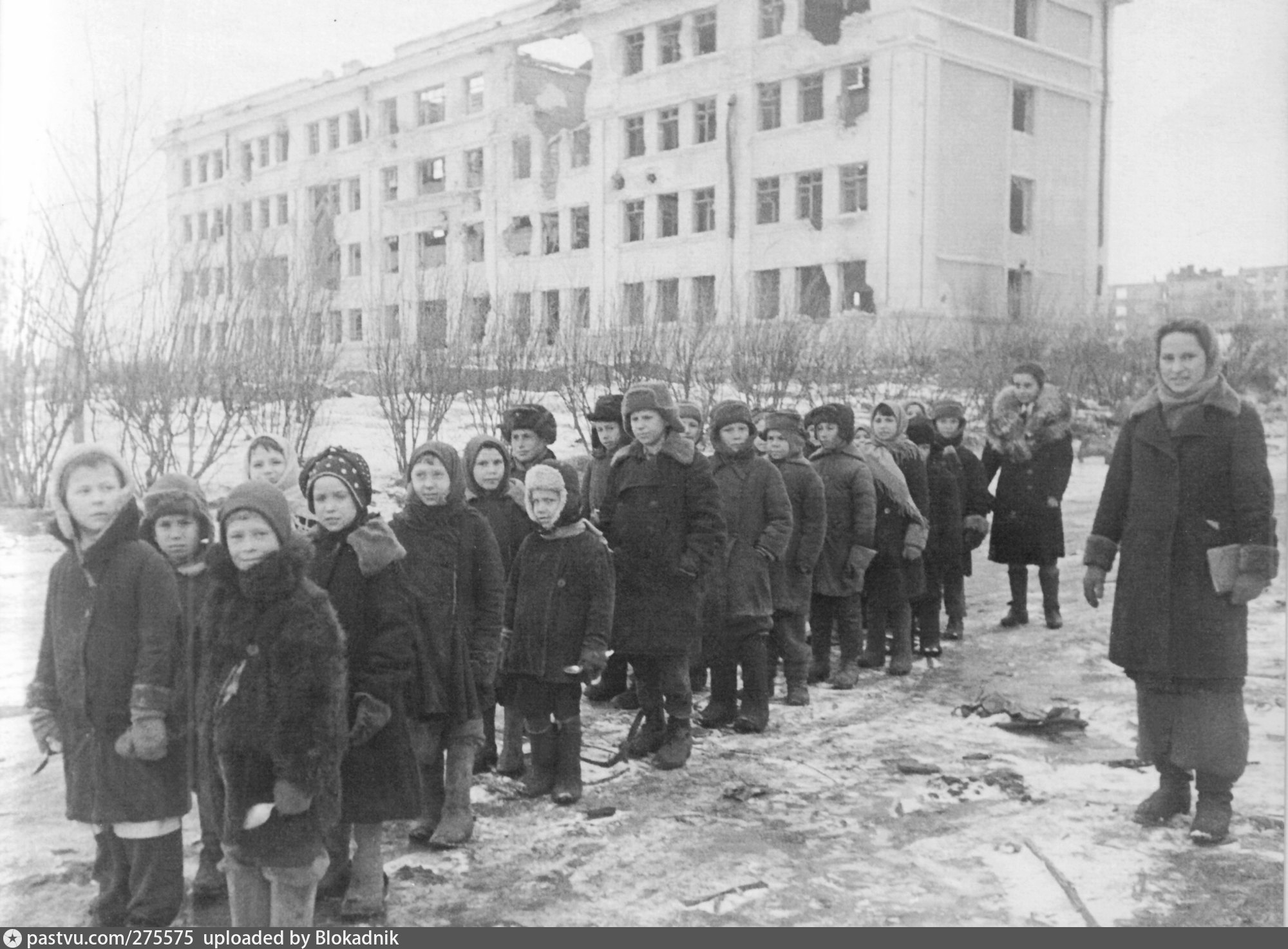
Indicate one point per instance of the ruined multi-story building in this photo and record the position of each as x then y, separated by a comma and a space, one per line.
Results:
731, 159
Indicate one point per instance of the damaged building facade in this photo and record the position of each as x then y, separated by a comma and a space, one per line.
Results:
723, 160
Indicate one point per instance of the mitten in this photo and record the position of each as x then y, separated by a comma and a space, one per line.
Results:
370, 715
146, 738
289, 799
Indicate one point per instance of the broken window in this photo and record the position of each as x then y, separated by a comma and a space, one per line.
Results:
521, 151
704, 33
705, 122
1022, 109
580, 221
767, 200
771, 19
1022, 205
811, 99
771, 106
767, 294
633, 50
813, 293
855, 187
855, 92
669, 129
431, 106
704, 211
633, 213
634, 129
669, 43
432, 176
551, 232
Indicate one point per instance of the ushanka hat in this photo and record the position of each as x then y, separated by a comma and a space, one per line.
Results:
338, 463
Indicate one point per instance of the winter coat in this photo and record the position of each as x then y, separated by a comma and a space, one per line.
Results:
558, 603
851, 498
113, 641
661, 516
793, 576
1036, 459
1169, 498
758, 516
274, 702
360, 570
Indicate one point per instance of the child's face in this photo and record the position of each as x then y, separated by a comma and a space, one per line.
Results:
249, 539
735, 436
545, 508
334, 504
431, 482
490, 469
95, 495
267, 465
647, 427
178, 538
610, 435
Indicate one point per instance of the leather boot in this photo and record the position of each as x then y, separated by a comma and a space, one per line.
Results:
1171, 799
567, 746
1019, 612
1049, 578
540, 778
458, 822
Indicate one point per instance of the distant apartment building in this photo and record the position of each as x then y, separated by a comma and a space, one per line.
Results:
721, 160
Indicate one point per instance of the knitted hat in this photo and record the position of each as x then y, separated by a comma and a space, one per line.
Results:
652, 396
530, 418
265, 500
339, 463
837, 414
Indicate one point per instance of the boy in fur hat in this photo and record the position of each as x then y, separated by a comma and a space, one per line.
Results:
109, 691
558, 616
793, 576
177, 522
661, 516
758, 517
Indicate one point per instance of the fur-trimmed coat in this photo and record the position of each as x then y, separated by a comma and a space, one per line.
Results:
113, 641
1035, 456
661, 516
360, 570
274, 702
1169, 498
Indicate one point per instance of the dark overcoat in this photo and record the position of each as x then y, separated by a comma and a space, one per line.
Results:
1169, 498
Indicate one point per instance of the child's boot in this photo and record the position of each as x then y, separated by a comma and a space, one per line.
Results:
458, 823
567, 787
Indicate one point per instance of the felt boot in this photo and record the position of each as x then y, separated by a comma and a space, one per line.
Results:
458, 822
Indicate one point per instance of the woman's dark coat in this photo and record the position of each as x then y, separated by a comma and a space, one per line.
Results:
661, 516
1169, 498
274, 701
113, 641
1036, 460
360, 570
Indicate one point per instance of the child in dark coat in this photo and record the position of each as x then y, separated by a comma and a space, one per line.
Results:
454, 570
109, 691
558, 616
357, 561
177, 522
793, 576
758, 517
498, 495
272, 701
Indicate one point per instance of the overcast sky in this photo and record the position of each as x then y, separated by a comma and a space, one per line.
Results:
1200, 131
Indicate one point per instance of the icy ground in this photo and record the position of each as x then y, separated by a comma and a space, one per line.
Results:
813, 823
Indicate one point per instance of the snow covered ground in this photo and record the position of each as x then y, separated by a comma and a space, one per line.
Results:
819, 822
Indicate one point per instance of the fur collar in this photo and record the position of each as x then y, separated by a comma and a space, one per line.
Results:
1018, 438
674, 445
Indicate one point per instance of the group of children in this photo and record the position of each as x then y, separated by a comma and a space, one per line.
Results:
314, 672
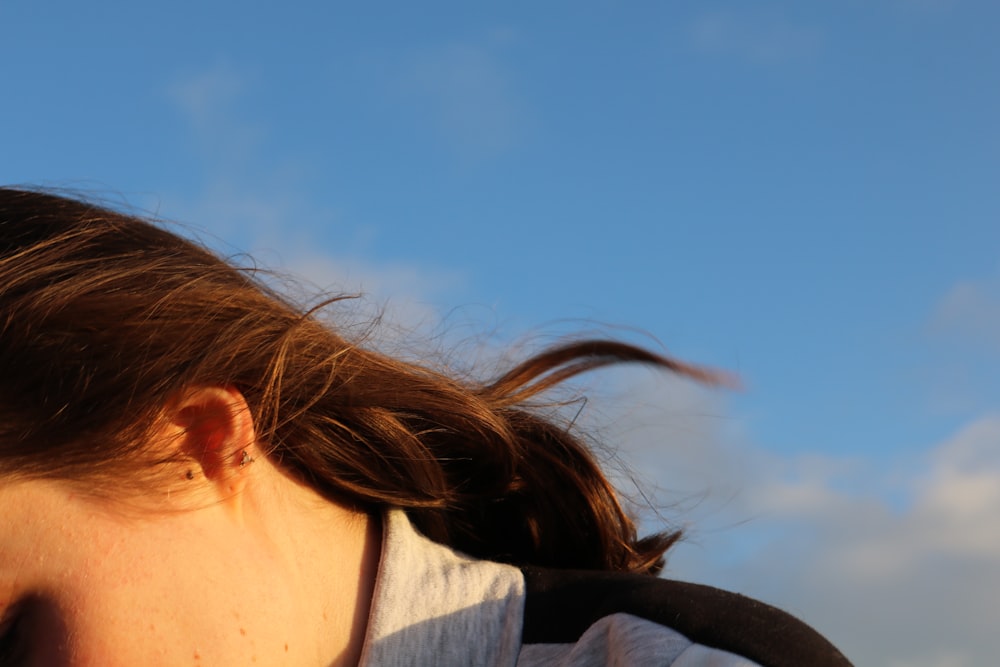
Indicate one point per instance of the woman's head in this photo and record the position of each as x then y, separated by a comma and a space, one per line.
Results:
106, 320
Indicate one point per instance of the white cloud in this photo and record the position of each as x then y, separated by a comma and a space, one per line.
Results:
469, 95
756, 38
208, 100
259, 206
970, 311
910, 583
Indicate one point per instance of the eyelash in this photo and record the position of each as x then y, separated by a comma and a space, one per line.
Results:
13, 649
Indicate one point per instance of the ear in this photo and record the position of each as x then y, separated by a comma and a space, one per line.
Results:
214, 431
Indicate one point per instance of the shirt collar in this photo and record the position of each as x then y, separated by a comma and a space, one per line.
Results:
435, 606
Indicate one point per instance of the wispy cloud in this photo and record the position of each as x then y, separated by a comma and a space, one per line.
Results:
209, 101
469, 95
970, 310
753, 37
254, 198
899, 565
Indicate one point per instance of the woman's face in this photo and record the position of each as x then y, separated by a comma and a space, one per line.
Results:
83, 585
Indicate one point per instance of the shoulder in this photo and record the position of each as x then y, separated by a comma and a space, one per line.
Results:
562, 606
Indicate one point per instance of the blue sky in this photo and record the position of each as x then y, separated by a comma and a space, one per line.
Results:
803, 193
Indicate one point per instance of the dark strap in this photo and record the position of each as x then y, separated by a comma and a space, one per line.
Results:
561, 605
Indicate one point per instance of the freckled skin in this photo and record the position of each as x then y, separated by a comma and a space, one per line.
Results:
161, 590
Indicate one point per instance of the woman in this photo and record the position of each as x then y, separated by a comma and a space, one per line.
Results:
193, 470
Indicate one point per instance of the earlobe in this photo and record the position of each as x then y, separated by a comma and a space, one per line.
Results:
214, 431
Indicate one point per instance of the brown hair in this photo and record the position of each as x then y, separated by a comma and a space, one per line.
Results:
105, 316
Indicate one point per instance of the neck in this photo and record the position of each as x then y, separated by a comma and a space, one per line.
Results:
332, 556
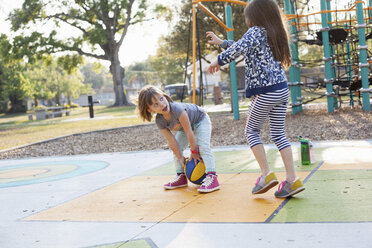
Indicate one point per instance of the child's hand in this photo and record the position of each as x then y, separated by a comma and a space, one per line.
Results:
214, 39
182, 161
214, 67
195, 156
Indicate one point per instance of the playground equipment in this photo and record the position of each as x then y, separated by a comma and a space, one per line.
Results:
351, 57
229, 28
355, 77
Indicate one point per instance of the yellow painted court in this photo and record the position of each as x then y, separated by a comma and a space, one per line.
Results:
118, 200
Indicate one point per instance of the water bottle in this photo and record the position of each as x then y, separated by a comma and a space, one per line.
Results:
305, 151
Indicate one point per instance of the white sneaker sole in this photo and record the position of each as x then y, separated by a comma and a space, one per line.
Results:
268, 186
293, 192
175, 187
209, 190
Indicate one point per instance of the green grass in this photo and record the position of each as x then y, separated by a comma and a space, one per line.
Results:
16, 129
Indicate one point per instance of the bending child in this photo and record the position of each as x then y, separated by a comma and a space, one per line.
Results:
266, 51
191, 125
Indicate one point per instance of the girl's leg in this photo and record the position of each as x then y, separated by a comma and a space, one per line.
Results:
180, 180
203, 139
182, 141
260, 155
277, 132
257, 114
203, 133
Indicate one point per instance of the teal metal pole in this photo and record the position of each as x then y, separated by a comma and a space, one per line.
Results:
348, 65
332, 47
363, 64
233, 77
294, 71
327, 58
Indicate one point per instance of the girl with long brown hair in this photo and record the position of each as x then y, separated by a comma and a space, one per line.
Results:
266, 51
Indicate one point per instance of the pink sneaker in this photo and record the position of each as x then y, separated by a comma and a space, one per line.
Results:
178, 182
210, 183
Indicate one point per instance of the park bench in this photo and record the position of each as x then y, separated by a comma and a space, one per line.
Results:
50, 112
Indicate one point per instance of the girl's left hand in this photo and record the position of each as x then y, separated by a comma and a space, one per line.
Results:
195, 156
214, 67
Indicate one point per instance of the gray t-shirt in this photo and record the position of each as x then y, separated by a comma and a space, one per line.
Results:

* * * *

> Task directions: Output every entry word for word, but omit the pictures.

> Solution for this task:
Indicate one point per instance of the ruined multi-story building in this photo and record the position of each as x then y, separated by a comma and a space, one per line.
Results:
731, 159
Indicate one point per instance of the damaged building facade in this photo and record the position of each as x then y, separated by a comma and a space, one per line.
Results:
723, 160
Indicate one point per instance of the mitten in this photo and record the position of each as x then y, separated by a comma and a space, one per line.
Results:
370, 715
146, 738
289, 799
Indicate one point per instance of the broken window in this photo and record the position of each as x then y, separated by a comma and a space, one per line.
Results:
521, 151
704, 33
705, 122
1022, 109
580, 221
767, 200
771, 19
1022, 205
811, 99
771, 106
767, 294
633, 50
813, 293
855, 187
855, 92
669, 129
431, 106
704, 211
633, 213
634, 129
669, 43
432, 176
551, 232
Indicate one point per instance of the ushanka hat in this photo and record the position of each as x then y, separated by a comma and a space, one per line.
Results:
338, 463
Indicate one point per instance of the winter coat in this photo and record the position of each as x then y, separated by a comma and a space, one per line.
Results:
558, 603
851, 498
113, 641
661, 516
793, 576
1036, 459
1169, 498
758, 516
274, 702
360, 570
Indicate one point per instance of the child's face in this photo and record the position of each as x then y, separated by a comma and a space, one per line.
Results:
249, 539
735, 436
545, 508
334, 504
431, 482
490, 469
95, 495
267, 465
647, 427
178, 538
610, 435
Indicate one point per instance of the leather boot in this photo and record the position of each as x then y, separated by a comma and a space, one per line.
Results:
1171, 799
567, 746
1019, 612
1049, 578
540, 778
458, 822
Indicate one point per instance of the distant apartment building in this photo and record the position of each as x then y, separated by a comma and a space, one per line.
Results:
721, 160
Indicate one point per instance of the knitted hat in this photo and record the position of each as x then y, separated by a comma and a space, one per line.
Results:
652, 396
530, 418
265, 500
339, 463
837, 414
Indicate one point per instance of the boy in fur hat in this photo and record the position of each as x then y, separated by a comma and a space, one per line.
Results:
109, 691
558, 616
793, 576
177, 522
661, 516
758, 517
Indicate one point per instance of the fur-trimmed coat in this photo and record the position of each as x then y, separated by a comma and a space, one per line.
Results:
113, 641
1035, 456
661, 516
360, 570
274, 702
1169, 498
Indicate one point per instance of the dark overcoat in this photo and record the position of each as x then y, separated by a comma and a space, one per line.
Results:
1169, 498
Indicate one point per instance of the child's boot in this photo and record the position of each as x then y, separated by a comma and a space, one per line.
Results:
458, 823
567, 787
Indicate one point per instance of the felt boot in this photo and record the position of each as x then y, separated by a comma and a space, one per line.
Results:
458, 822
Indicate one point per instance of the woman's dark coat in this photo and record the position of each as x then y, separated by a comma and a space, one per line.
Results:
661, 516
1169, 498
274, 701
113, 641
1036, 460
360, 570
Indicate one point per instance of the child in dark coat in this photo and record the position of each as x then y, separated by a comma and a space, one per line.
Results:
454, 570
109, 691
558, 616
357, 561
177, 522
793, 576
758, 517
498, 495
272, 701
Indicate one point per instance of the overcast sky in this photo and record the position of each as x then y, separated by a comma and a space, one per line.
Results:
1200, 131
Indicate one point per instance of the icy ground in this photo and record the position of each as x then y, separated by a comma and a space, one per line.
Results:
813, 823
Indicate one point per instance of the snow covered ground in this photo and record the position of each as x then y, separated by a comma and a space, one per line.
Results:
819, 822
Indicate one point per instance of the fur collar in this photo and record the position of each as x then y, separated by a comma and a space, one per line.
Results:
1018, 438
674, 445
Indicate one point per instance of the group of children in this photo and record the position of each as x then y, separated by a comma and a space, one per line.
Results:
314, 672
Indicate one point per instance of the woman's head in this photo and record the position of each as x then y, separated by a comma and a space, one per line.
Results:
106, 320
Indicate one point per instance of the white cloud in this photo and record the position of each as x then y, separated by a comma and a space, one per line.
Results:
469, 95
756, 38
208, 100
259, 206
970, 311
910, 583
Indicate one point per instance of the eyelash in this photo and record the position of each as x then y, separated by a comma and a space, one per line.
Results:
13, 649
Indicate one point per instance of the ear in this photo and record the position of each as x then y, separated by a comma and a space, one per line.
Results:
214, 431
Indicate one point per instance of the shirt collar in this photo and record the position of each as x then y, separated by a comma and a space, one per line.
Results:
435, 606
Indicate one point per instance of the wispy cloud in this photo and record the position of each as x then y, separated by a comma and a space, one per line.
Results:
209, 101
469, 95
970, 310
753, 37
254, 198
899, 565
Indicate one point per instance of the woman's face in this photo and record the position of each as x then y, separated by a comma and a space, one per line.
Results:
83, 585
Indicate one point per instance of the shoulder in this photo and record the position of each as x then y, separated by a comma and a space, one per line.
Results:
562, 606
Indicate one point per instance of the blue sky in this photo and record the position of each as x then y, separated by a comma and a space, one per line.
Results:
803, 193
Indicate one point per instance of the dark strap in this photo and record the position of each as x then y, separated by a comma and a space, one per line.
Results:
561, 605
Indicate one point per instance of the freckled skin in this photo and record the position of each as x then y, separated by a comma and a space, one per line.
Results:
161, 590
Indicate one point per instance of the woman in this photo and record the position of each as x then y, separated by a comma and a space, one per line.
Results:
193, 470
Indicate one point per instance of the earlobe in this photo and record the position of each as x then y, separated by a comma and a space, one per line.
Results:
214, 431
Indicate one point per instance of the brown hair in this photo and record the position of each as x then y, separated by a comma and a space, one per line.
Results:
105, 316
Indicate one point per instance of the neck in this photo and record the position of each as x then y, separated by a comma and a space, one per line.
Results:
332, 556
Indicate one point per instance of the child's hand in this photo and record the position of each as x then y, separated by a comma and a space, one per line.
Results:
214, 39
182, 161
214, 67
195, 156
Indicate one point per instance of the playground equipment in this photo and record the position of each as x then y, separated by a comma and a space, one per line.
Results:
351, 57
229, 28
355, 77
Indicate one point per instance of the yellow painted court in this photo and record the position of each as x then y, separated by a comma and a space, one per line.
Results:
118, 200
Indicate one point per instance of the water bottle in this photo and record the position of each as x then y, separated by a comma and a space, one per line.
Results:
305, 151
Indicate one point per instance of the white sneaker sole in this photo and record the position of each as x then y, separated by a comma and a space, one per line.
Results:
268, 186
293, 192
175, 187
209, 190
Indicate one point per instance of the green grass in this photo and record the position of each as x then y, separated by a comma and a space, one per line.
Results:
16, 129
Indicate one point per instance of the bending child in this photo and record the position of each as x then y, separated by a comma and a space, one per line.
Results:
266, 51
191, 125
Indicate one point per instance of the girl's leg in this photo and record the position of each as x then y, separated by a comma and a space, one per line.
Results:
180, 180
203, 139
182, 141
260, 155
277, 132
257, 114
203, 133
Indicate one point per instance of the teal metal pole in this photo and record the position of each as x then y, separated by a comma and a space, one per line.
Results:
348, 65
332, 47
363, 64
233, 77
294, 71
327, 58
Indicate one point per instance of the girl with long brown hair in this photo and record the position of each as x then y, separated by a comma and a space, one per line.
Results:
266, 51
Indicate one point per instance of the pink sneaker in this photo and record the position of each as x then y, separated by a comma and a space, one per line.
Results:
178, 182
210, 183
Indicate one point per instance of the park bench in this photo and record the position of each as x then y, separated by a comma and a space, one per line.
Results:
50, 112
Indicate one point per instance of the girl's left hand in this photo and record the position of each as x then y, separated by a comma and a space, one per line.
Results:
195, 156
214, 67
Indicate one point per instance of the gray t-shirt in this photo and record the position of each as x then y, separated by a comma and a space, one per line.
Results:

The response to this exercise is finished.